Source information:
[Start of section]

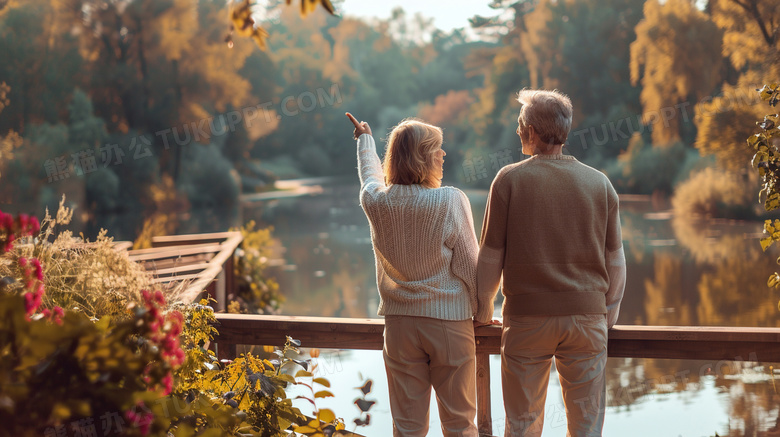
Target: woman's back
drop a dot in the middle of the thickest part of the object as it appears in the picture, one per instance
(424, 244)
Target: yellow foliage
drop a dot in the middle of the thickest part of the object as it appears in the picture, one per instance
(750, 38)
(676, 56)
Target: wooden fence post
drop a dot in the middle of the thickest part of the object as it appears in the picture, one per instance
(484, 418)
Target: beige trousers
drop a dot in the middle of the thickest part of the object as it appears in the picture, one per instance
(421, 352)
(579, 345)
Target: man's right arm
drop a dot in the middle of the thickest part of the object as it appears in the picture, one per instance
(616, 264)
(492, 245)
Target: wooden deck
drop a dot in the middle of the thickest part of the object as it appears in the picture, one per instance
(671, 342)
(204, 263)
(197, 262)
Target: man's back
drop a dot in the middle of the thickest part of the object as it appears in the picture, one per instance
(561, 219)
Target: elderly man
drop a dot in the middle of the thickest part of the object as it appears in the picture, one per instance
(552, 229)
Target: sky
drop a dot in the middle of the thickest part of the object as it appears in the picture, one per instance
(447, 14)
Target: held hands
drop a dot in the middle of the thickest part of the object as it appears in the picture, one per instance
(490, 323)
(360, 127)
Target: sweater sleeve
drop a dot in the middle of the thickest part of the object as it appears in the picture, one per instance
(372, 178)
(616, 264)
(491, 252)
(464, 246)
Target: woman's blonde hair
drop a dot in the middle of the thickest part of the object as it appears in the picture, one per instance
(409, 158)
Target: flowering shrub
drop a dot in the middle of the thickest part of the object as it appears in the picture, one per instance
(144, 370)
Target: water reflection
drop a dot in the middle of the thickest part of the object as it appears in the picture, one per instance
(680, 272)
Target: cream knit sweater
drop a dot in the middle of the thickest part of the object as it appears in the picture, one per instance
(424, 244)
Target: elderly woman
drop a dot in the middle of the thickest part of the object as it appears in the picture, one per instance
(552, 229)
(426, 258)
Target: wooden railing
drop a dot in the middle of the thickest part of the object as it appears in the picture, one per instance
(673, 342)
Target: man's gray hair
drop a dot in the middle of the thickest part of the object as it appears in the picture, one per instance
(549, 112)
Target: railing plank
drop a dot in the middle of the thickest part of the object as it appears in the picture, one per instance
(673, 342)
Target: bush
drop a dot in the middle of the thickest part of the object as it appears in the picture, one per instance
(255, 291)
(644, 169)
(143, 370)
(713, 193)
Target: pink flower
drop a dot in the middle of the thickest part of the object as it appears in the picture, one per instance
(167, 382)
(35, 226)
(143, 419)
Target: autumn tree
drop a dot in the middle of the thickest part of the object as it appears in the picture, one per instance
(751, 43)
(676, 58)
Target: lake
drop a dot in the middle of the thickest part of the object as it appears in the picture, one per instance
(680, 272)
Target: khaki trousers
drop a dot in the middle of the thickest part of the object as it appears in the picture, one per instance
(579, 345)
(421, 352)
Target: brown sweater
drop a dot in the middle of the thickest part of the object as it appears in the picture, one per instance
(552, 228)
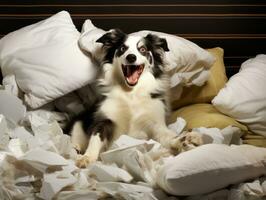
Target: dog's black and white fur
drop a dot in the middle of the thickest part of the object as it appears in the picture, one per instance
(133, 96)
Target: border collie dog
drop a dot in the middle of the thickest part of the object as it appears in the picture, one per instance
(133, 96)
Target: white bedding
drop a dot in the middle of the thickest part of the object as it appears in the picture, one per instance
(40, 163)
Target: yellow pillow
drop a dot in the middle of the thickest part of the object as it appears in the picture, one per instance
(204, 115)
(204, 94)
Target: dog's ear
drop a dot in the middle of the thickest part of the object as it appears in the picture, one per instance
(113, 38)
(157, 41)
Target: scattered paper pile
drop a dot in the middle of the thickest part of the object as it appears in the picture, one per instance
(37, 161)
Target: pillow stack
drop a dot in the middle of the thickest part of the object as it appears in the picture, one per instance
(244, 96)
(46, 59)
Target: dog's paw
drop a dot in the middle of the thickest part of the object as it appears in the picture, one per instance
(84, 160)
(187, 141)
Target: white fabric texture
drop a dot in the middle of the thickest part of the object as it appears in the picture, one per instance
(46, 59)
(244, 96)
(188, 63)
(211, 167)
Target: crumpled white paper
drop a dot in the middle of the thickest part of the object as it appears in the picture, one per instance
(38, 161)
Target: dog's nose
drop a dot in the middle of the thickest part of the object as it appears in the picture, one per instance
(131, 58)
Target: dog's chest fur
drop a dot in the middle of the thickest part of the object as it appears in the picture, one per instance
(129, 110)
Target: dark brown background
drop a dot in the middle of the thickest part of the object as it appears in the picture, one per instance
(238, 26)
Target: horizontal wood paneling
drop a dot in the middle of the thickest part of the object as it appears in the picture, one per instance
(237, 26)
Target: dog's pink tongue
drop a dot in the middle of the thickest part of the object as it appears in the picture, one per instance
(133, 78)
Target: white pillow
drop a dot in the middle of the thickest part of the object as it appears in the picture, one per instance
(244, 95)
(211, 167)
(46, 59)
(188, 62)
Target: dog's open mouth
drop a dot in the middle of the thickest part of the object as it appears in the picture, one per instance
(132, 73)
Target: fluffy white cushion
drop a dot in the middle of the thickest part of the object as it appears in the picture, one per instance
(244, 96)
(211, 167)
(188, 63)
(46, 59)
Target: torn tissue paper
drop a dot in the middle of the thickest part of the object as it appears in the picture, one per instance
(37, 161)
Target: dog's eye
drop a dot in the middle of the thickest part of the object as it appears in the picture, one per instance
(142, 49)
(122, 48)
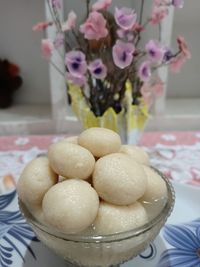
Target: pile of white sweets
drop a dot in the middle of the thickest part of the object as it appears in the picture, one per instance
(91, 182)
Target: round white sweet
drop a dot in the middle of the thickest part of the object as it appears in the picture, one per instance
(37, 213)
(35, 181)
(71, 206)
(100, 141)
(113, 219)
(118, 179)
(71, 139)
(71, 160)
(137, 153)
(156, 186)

[End of section]
[Start of section]

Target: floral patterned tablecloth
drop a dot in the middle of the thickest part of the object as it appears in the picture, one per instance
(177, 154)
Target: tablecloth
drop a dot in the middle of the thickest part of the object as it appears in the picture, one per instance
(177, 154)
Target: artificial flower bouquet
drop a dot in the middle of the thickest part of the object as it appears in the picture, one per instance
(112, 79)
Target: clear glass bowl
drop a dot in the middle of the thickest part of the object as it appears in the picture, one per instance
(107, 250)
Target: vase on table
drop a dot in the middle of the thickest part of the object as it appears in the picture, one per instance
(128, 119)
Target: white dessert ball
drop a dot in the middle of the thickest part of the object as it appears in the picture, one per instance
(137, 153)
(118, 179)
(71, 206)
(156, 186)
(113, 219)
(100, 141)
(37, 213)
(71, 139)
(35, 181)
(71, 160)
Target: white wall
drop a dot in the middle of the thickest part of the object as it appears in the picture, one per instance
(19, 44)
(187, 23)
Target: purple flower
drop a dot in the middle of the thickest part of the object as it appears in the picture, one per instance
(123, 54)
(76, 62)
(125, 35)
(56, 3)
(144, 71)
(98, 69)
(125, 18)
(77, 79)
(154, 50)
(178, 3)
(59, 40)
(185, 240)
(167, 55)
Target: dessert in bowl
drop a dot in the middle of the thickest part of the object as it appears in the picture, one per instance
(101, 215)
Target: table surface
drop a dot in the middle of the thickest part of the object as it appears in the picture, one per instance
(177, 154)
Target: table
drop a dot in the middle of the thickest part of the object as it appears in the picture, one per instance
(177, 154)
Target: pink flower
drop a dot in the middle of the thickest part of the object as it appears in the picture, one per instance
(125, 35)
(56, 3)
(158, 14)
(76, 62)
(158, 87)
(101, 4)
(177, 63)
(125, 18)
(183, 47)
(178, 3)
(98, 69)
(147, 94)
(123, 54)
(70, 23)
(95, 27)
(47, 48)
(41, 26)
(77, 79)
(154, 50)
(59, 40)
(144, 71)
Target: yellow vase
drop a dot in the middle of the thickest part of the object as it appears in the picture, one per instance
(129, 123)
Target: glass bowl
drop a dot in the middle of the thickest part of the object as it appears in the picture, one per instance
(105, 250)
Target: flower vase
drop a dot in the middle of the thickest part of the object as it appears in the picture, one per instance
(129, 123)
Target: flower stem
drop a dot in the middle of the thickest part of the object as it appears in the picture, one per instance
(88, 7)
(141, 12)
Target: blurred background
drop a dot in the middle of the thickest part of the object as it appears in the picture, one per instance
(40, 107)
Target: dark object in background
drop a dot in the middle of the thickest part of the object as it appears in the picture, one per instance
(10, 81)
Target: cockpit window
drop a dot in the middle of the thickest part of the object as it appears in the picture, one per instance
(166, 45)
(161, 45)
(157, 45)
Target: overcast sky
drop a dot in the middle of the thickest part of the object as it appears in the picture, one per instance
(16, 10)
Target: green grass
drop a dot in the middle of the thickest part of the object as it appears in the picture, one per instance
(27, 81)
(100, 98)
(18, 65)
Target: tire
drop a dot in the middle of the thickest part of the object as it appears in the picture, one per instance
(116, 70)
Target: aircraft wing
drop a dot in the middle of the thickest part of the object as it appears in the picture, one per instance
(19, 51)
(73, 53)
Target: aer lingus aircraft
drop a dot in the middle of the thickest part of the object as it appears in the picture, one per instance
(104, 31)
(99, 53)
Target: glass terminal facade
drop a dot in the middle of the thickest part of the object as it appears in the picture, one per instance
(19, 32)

[End of section]
[Start of section]

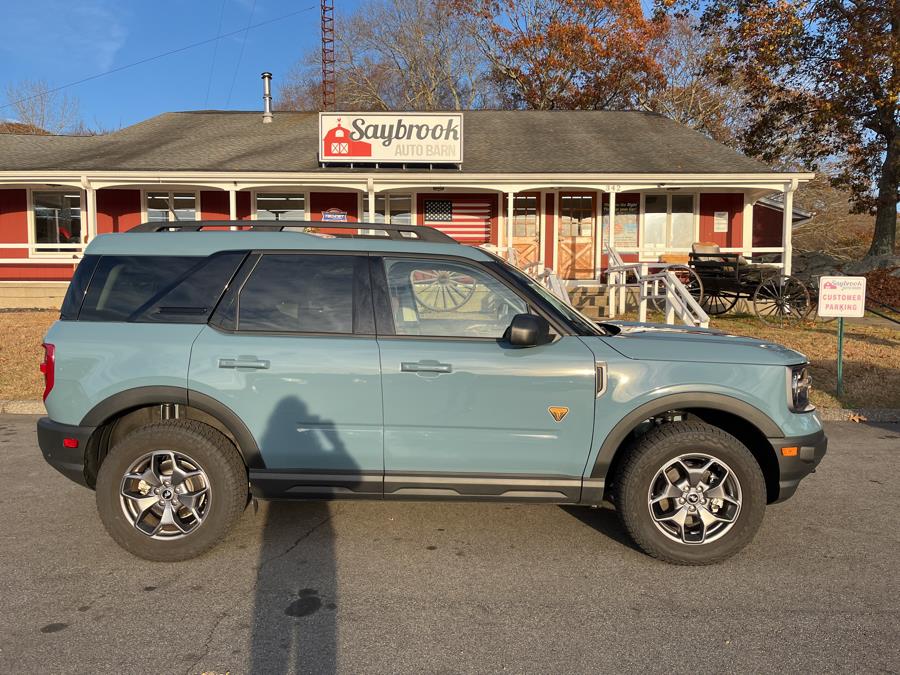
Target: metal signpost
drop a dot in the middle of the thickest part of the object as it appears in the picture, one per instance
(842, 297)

[End of section]

What the task asks: The answer must consist of every line from the data that contains the word "dessert".

Finished exercise:
Target: white dessert ball
Target: dessert in bowl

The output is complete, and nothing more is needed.